___ Extract provided
Merced College would love to eventually have people banging down the door to get into its new truck driver training program.

It is a perfect time for the college to launch this noncredit (read: free) program. Pay for truck drivers has increased during the pandemic. There are well-paying jobs to be had.

“It’s such a great opportunity to serve the community and employers,” said Caroline Dawson, Merced College’s Acting Dean of Instruction for Business, Adult Education, Noncredit and Workforce Development.

“There’s such a great demand for drivers, like for local ag companies or Amazon long-haul drivers. There are so many opportunities, and this career is a lot more varied than people would expect.”

The Merced College program has been years in the making. It finally kicks off this month, with the first cohort of 12 students seeking a Class A Commercial Driver’s License (CDL).

It starts with classroom instruction for eight hours per day on Saturdays and Sundays for four weeks at Merced College’s Business Resource Center. Then students will have behind-the-wheel training, also on weekends, at a paved and enclosed 5-acre spot on Thornton Avenue owned by Merced County. The last step is completing a 30-hour local internship.
______
Copy out the full article on the Merced College truck driver training program, word for word. The entries below are separate material and have no connection to the article about the Merced College truck driver training program.
___ Extracted entries
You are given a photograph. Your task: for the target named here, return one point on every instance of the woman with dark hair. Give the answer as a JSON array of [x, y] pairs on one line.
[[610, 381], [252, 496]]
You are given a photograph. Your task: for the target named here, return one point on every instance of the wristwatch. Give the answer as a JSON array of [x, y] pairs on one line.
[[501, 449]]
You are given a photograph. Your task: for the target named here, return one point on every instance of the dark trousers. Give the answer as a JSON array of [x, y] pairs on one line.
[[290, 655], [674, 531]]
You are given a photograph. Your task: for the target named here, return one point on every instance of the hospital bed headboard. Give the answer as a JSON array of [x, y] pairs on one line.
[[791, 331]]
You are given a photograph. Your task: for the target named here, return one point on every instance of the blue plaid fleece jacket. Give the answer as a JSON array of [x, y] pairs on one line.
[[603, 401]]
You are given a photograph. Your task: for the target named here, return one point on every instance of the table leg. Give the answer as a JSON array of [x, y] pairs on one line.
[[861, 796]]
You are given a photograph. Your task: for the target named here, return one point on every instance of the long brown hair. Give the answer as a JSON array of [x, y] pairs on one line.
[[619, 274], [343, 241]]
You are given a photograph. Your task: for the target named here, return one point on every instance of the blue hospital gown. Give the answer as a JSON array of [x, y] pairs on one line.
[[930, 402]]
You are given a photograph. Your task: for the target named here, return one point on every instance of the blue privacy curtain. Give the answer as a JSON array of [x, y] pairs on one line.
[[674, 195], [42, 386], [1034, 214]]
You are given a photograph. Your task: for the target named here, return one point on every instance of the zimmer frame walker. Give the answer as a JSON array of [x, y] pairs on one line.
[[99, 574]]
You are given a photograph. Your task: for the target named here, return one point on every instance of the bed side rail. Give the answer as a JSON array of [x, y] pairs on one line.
______
Response:
Merced College would love to eventually have people banging down the door to get into its new truck driver training program.

It is a perfect time for the college to launch this noncredit (read: free) program. Pay for truck drivers has increased during the pandemic. There are well-paying jobs to be had.

“It’s such a great opportunity to serve the community and employers,” said Caroline Dawson, Merced College’s Acting Dean of Instruction for Business, Adult Education, Noncredit and Workforce Development.

“There’s such a great demand for drivers, like for local ag companies or Amazon long-haul drivers. There are so many opportunities, and this career is a lot more varied than people would expect.”

The Merced College program has been years in the making. It finally kicks off this month, with the first cohort of 12 students seeking a Class A Commercial Driver’s License (CDL).

It starts with classroom instruction for eight hours per day on Saturdays and Sundays for four weeks at Merced College’s Business Resource Center. Then students will have behind-the-wheel training, also on weekends, at a paved and enclosed 5-acre spot on Thornton Avenue owned by Merced County. The last step is completing a 30-hour local internship.